*PASSAGE GIVEN*

Smith became a key player for the Royals the rest of the year. He put up a .257/.321/.366 line during the regular season for the Royals, but more importantly, he scorched the Cardinals to the tune of a .333/.400/.444 line in the World Series.
Whether the trade was meant to open up a spot for Vince Coleman or not, that was the result and Coleman won the Rookie of the Year award in the National League. However, while Smith was tearing up the Cardinals in the World Series, Coleman was watching from the sidelines after getting run over by the automatic tarp system in Busch Stadium. It is pretty safe to say that, while the Lonnie Smith trade didn't exactly come back to haunt them in the World Series, they weren't particularly happy to see him on the opposing team, either.
John Morris, by the way, did not make his major league debut until 1986.

*STATED TASK 1*
In the passage on the Lonnie Smith trade, condense the paragraph beginning "Whether the trade was meant" into a shorter version that keeps its main facts.

*ENTRIES PROVIDED*
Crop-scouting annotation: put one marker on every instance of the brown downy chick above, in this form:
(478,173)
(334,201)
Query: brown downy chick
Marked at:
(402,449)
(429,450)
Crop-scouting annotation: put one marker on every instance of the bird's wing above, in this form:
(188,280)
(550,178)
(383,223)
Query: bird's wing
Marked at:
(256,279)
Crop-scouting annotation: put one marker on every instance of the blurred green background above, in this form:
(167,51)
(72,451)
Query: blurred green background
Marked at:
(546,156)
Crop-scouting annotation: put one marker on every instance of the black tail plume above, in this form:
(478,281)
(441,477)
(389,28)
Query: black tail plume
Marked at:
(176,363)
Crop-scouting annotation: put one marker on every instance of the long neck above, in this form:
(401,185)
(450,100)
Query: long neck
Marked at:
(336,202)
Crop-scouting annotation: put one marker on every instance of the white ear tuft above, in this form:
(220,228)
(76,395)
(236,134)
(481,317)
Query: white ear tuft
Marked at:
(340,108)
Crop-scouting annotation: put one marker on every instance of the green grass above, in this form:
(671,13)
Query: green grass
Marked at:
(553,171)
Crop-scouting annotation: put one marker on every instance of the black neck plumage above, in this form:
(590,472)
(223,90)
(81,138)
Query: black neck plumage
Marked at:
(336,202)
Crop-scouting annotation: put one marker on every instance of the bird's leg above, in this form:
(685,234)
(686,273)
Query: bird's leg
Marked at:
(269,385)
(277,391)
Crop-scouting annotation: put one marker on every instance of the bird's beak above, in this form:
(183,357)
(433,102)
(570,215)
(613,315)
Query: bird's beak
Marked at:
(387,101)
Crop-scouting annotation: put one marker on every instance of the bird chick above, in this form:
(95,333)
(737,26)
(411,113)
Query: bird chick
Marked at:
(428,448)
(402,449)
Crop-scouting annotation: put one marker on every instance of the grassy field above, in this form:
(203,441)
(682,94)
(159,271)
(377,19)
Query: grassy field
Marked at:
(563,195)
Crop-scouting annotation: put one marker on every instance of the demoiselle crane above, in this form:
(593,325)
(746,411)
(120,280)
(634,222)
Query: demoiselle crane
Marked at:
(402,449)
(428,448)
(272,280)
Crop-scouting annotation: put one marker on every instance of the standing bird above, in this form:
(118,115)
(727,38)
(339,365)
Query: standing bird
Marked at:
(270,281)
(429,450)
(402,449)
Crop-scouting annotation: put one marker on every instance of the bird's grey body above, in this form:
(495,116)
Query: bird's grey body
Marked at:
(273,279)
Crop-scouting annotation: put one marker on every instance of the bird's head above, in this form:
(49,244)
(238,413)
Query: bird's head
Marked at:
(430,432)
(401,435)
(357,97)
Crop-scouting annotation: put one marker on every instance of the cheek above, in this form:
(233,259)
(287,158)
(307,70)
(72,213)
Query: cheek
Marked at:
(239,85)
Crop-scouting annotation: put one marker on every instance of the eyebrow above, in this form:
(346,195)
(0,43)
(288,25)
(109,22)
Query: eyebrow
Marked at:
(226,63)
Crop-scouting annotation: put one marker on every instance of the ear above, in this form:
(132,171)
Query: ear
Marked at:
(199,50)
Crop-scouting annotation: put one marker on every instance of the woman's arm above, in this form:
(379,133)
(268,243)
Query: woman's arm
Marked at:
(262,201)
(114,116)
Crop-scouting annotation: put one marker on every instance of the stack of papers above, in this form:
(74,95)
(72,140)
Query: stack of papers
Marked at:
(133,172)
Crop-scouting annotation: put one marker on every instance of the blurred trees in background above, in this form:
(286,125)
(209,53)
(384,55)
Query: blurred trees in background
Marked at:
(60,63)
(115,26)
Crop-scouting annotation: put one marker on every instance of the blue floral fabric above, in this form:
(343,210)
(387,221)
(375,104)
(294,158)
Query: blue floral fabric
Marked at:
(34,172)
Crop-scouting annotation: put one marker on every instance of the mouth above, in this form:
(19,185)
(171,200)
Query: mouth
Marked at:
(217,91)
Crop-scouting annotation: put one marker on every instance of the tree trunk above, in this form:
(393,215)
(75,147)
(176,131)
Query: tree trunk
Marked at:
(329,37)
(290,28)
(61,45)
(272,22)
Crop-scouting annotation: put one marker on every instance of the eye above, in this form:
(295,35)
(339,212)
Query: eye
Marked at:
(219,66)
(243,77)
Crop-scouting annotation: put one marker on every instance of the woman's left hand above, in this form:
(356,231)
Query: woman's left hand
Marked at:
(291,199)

*STATED TASK 2*
Lay out the listing from the line with "of the mouth" through the end of the listing as a JSON list of strings, one per line, with both ends included and blank lines left out.

*RIGHT ANSWER 1*
Intended or not, the trade opened a spot for Vince Coleman, who won the National League Rookie of the Year award. During the World Series, though, Smith was tearing up the Cardinals while Coleman watched from the sidelines after being run over by Busch Stadium's automatic tarp system. The trade didn't exactly haunt the Cardinals in the Series, but they weren't happy to see Smith on the other side.

*RIGHT ANSWER 2*
[
  "Crop-scouting annotation: put one marker on every instance of the mouth above, in this form:",
  "(19,185)",
  "(171,200)",
  "Query: mouth",
  "Marked at:",
  "(217,91)",
  "Crop-scouting annotation: put one marker on every instance of the tree trunk above, in this form:",
  "(393,215)",
  "(75,147)",
  "(176,131)",
  "Query: tree trunk",
  "Marked at:",
  "(329,37)",
  "(290,28)",
  "(61,45)",
  "(272,22)",
  "Crop-scouting annotation: put one marker on every instance of the eye above, in this form:",
  "(295,35)",
  "(339,212)",
  "Query: eye",
  "Marked at:",
  "(219,66)",
  "(243,77)",
  "Crop-scouting annotation: put one marker on every instance of the woman's left hand above, in this form:",
  "(356,231)",
  "Query: woman's left hand",
  "Marked at:",
  "(291,199)"
]